• _Exercise directions_: Shift the answer outlines by adding 56 to every coordinate in them, and write out again all lines starting at the line containing "Mark the region of each instance of the tower" and ending at the end of the rows, requests included.

• _Supplied records_:
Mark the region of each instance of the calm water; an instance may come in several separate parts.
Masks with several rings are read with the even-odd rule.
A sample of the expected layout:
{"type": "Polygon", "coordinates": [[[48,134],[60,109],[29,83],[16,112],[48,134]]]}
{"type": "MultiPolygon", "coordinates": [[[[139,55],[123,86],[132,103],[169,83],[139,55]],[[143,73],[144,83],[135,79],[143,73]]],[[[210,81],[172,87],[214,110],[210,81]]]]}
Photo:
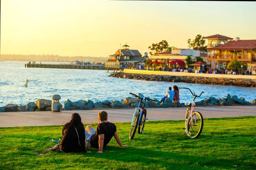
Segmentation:
{"type": "MultiPolygon", "coordinates": [[[[72,101],[121,100],[130,96],[129,92],[160,99],[168,87],[174,85],[189,88],[196,93],[204,91],[198,101],[211,96],[222,98],[228,93],[244,97],[250,102],[256,98],[255,88],[118,79],[109,77],[110,73],[105,70],[25,68],[26,63],[0,62],[0,106],[9,103],[25,105],[38,99],[50,99],[54,94],[61,96],[62,104],[68,99],[72,101]],[[26,79],[29,79],[27,87],[24,86],[26,79]]],[[[181,102],[193,99],[185,89],[180,90],[180,95],[181,102]]]]}

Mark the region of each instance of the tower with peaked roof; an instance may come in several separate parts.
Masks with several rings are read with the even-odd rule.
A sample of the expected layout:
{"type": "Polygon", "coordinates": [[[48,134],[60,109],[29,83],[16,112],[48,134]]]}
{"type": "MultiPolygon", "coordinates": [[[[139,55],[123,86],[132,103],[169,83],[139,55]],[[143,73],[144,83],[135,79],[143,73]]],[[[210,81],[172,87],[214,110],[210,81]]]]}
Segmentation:
{"type": "Polygon", "coordinates": [[[208,40],[207,48],[223,45],[227,43],[229,41],[233,39],[233,38],[232,38],[219,34],[214,35],[213,35],[206,37],[203,38],[202,39],[208,40]]]}

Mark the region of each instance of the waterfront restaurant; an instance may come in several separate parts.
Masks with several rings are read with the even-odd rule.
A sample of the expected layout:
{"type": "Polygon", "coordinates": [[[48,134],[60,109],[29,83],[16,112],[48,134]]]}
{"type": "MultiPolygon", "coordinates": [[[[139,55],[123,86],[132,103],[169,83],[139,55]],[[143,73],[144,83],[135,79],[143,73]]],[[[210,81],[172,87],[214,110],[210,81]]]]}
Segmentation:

• _Task response_:
Mark the region of each instance of the tower with peaked roof; an instance may come in several separate parts.
Masks with several rings are read with the even-odd rule.
A sample of the expected layout:
{"type": "Polygon", "coordinates": [[[48,134],[60,109],[29,83],[16,112],[48,134]]]}
{"type": "MultiPolygon", "coordinates": [[[[139,55],[123,86],[132,103],[169,83],[139,55]],[[143,73],[144,83],[135,79],[143,73]]],[[[210,81],[172,87],[214,110],[210,81]]]]}
Segmentation:
{"type": "Polygon", "coordinates": [[[264,96],[263,104],[279,101],[283,99],[285,97],[289,95],[289,94],[288,94],[275,90],[270,91],[269,91],[262,93],[259,94],[258,95],[264,96]]]}

Mark the region of each instance of the waterfront restaurant; an instance may come in several separate parts.
Masks with several rings are read with the even-odd rule.
A sample of the expected layout:
{"type": "Polygon", "coordinates": [[[48,134],[60,109],[29,83],[16,112],[48,134]]]}
{"type": "MultiPolygon", "coordinates": [[[[139,55],[123,86],[132,103],[169,83],[139,55]],[[143,73],[144,83],[135,79],[143,73]]],[[[210,81],[172,87],[214,110],[210,81]]]]}
Segmentation:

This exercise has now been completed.